(begin)
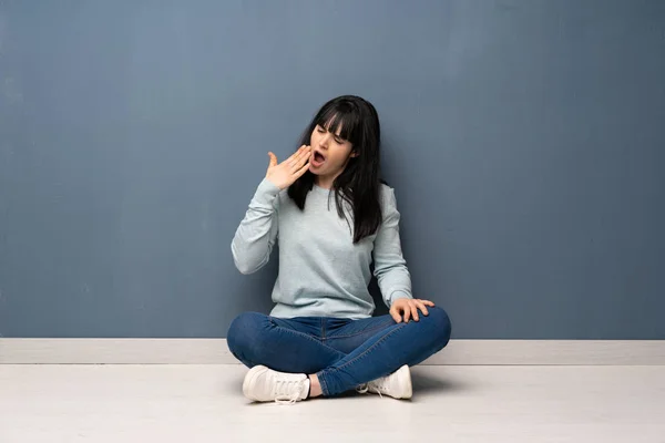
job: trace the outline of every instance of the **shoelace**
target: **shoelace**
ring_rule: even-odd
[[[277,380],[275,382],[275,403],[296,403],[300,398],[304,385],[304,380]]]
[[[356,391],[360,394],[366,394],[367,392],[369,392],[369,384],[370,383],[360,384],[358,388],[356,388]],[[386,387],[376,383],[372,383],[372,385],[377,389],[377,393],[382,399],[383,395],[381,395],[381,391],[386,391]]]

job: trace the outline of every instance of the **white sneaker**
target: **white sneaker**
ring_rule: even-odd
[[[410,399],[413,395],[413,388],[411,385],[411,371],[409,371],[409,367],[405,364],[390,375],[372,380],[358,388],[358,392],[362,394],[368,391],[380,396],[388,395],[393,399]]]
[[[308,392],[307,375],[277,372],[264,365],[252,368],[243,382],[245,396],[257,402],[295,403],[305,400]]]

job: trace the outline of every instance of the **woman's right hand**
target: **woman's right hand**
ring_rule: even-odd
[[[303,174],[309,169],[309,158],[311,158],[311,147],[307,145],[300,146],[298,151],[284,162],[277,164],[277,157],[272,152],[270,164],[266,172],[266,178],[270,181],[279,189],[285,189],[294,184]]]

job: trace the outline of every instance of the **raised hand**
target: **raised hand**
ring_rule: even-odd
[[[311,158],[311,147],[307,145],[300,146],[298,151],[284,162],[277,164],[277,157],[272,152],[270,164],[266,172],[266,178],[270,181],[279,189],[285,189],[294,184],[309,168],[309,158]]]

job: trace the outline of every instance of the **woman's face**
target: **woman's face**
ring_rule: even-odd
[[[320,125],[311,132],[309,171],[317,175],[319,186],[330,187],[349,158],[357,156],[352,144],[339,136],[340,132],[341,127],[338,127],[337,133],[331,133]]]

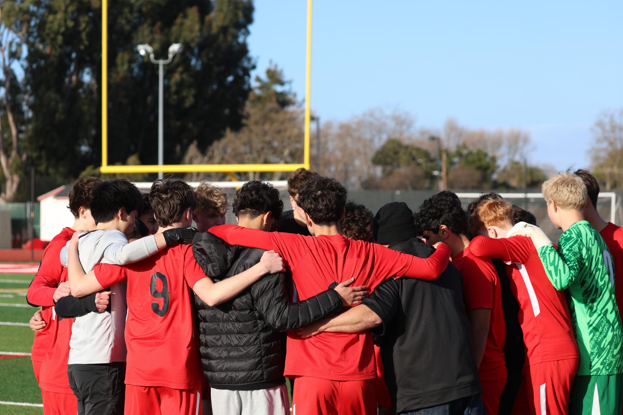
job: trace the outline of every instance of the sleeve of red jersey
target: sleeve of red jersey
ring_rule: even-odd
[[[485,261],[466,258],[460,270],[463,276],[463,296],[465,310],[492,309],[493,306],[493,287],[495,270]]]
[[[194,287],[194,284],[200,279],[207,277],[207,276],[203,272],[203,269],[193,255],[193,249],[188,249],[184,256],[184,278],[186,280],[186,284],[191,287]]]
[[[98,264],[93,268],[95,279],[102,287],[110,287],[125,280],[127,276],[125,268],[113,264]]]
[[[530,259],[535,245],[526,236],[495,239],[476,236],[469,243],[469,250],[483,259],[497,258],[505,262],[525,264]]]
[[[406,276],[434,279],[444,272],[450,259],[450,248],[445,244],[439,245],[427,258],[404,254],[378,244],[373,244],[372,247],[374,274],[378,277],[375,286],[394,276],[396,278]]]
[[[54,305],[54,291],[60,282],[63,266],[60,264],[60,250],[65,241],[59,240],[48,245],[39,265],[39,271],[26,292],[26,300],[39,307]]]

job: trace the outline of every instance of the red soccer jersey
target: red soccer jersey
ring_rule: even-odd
(end)
GIVEN TASK:
Extract the text of all the records above verbatim, excluding pictures.

FULL OUTPUT:
job: trace the outline of every instance of the **shoelace**
target: **shoelace**
ring_rule: even-odd
[[[277,380],[275,382],[275,403],[296,403],[300,398],[304,385],[304,380]]]
[[[356,391],[360,394],[366,394],[367,392],[369,392],[369,384],[370,383],[360,384],[358,388],[356,388]],[[386,387],[376,383],[372,383],[372,385],[377,389],[377,393],[382,399],[383,395],[381,395],[381,391],[386,391]]]

job: trace the outline of every instance of the **white sneaker**
target: **white sneaker**
ring_rule: even-odd
[[[410,399],[413,395],[413,388],[411,385],[411,371],[409,371],[409,367],[405,364],[390,375],[372,380],[358,388],[358,392],[362,394],[368,391],[380,396],[388,395],[393,399]]]
[[[308,392],[307,375],[277,372],[264,365],[252,368],[243,382],[245,396],[257,402],[295,403],[305,400]]]

job: trace the outline of every instance of the **woman's right hand**
target: **woman's right hand**
ring_rule: even-odd
[[[303,174],[309,169],[309,158],[311,158],[311,147],[307,145],[300,146],[298,151],[284,162],[277,164],[277,157],[272,152],[270,164],[266,172],[266,178],[270,181],[279,189],[285,189],[294,184]]]

job: trace the outline of every instance of the **raised hand**
target: **raised hand**
ring_rule: even-odd
[[[311,158],[311,147],[307,145],[300,146],[298,151],[284,162],[277,164],[277,157],[272,152],[270,164],[266,172],[266,178],[270,181],[279,189],[285,189],[294,184],[309,168],[309,158]]]

job: trace the outline of every instance of the **woman's face**
target: **woman's face**
ring_rule: even-odd
[[[320,125],[311,132],[309,171],[317,175],[319,186],[330,187],[349,158],[357,156],[352,144],[339,136],[340,132],[341,127],[338,127],[337,133],[331,133]]]

job: trace the outline of every instance of the sleeve of red jersey
target: sleeve of red jersey
ring_rule: even-odd
[[[485,261],[466,258],[460,270],[463,276],[463,296],[465,310],[492,309],[493,306],[493,287],[495,270]]]
[[[194,287],[194,284],[200,279],[207,277],[207,276],[203,272],[203,269],[193,255],[193,249],[188,249],[184,256],[184,278],[186,280],[186,284],[191,287]]]
[[[98,264],[93,268],[95,279],[102,287],[110,287],[125,280],[127,276],[125,268],[113,264]]]
[[[530,259],[535,245],[526,236],[495,239],[476,236],[469,243],[469,250],[483,259],[497,258],[505,262],[525,264]]]
[[[406,276],[434,279],[444,272],[450,259],[450,248],[445,244],[439,245],[427,258],[404,254],[378,244],[373,244],[372,247],[374,274],[378,277],[375,286],[394,276],[396,278]]]
[[[54,305],[54,291],[60,282],[63,266],[60,264],[60,250],[65,241],[59,240],[48,245],[39,265],[39,271],[26,292],[26,300],[39,307]]]

job: trace the outline of every instance of the red soccer jersey
target: red soccer jersey
ring_rule: even-odd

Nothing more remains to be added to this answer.